→ INSTRUCTIONS TO FOLLOW
Transcribe the records below exactly, leaving out any pictures.

→ TASK INPUT
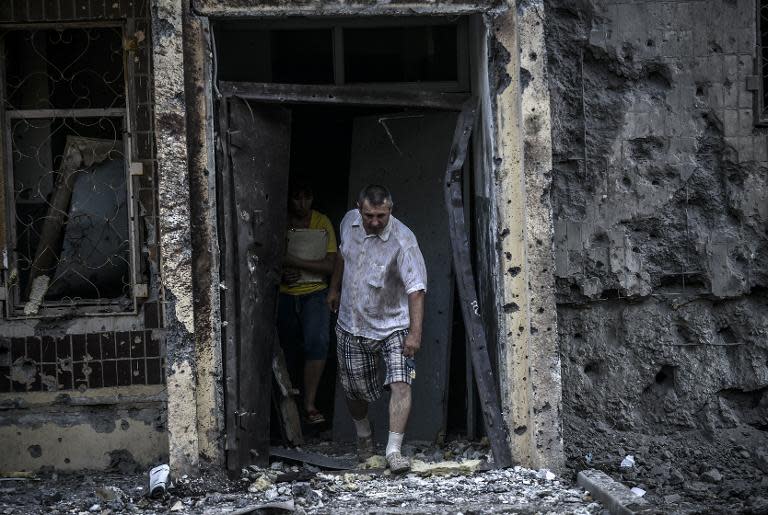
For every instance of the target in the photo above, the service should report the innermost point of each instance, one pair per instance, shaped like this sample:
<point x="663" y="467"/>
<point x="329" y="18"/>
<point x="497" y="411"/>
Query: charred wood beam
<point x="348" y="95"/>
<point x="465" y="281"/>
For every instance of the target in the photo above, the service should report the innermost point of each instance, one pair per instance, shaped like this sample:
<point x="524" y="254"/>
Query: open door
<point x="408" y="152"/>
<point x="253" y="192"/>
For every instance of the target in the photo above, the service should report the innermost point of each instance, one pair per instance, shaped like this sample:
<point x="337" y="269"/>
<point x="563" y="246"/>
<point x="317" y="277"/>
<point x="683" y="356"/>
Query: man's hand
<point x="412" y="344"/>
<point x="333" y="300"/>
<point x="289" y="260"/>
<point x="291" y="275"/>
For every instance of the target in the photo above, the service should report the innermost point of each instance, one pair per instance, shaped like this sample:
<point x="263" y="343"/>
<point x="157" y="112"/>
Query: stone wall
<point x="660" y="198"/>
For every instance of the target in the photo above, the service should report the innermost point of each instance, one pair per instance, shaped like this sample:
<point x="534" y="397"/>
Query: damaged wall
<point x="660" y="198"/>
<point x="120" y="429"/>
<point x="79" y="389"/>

→ CORRECT OUTPUT
For every instance of the target in the photo above, the service should report the innermost point of each instance, one pair per instance, shaped like this sample:
<point x="663" y="467"/>
<point x="329" y="18"/>
<point x="497" y="411"/>
Query: charred wood beam
<point x="348" y="95"/>
<point x="465" y="281"/>
For every instance of the target in the photo above, the service should report the innermost point of each instance, one pair per instance, shaped like this sample:
<point x="524" y="254"/>
Query: open door
<point x="408" y="152"/>
<point x="253" y="192"/>
For every instance of the target in the photo above, the service should report the innermost point of each instance, one pair per instance, shaped like this sample:
<point x="337" y="269"/>
<point x="563" y="246"/>
<point x="317" y="277"/>
<point x="683" y="356"/>
Query: man's hand
<point x="412" y="344"/>
<point x="333" y="300"/>
<point x="289" y="260"/>
<point x="291" y="275"/>
For every instance of the target in the photo above, the service should report the innermost point of each instance, one pair per instance, shaped like this sample:
<point x="263" y="343"/>
<point x="157" y="112"/>
Query: stone wall
<point x="660" y="198"/>
For every instance of the target in the photo above, the service should report the innermost point of each instance, one pair per instance, shaped like this sample:
<point x="534" y="397"/>
Query: damaged wall
<point x="660" y="198"/>
<point x="120" y="429"/>
<point x="79" y="389"/>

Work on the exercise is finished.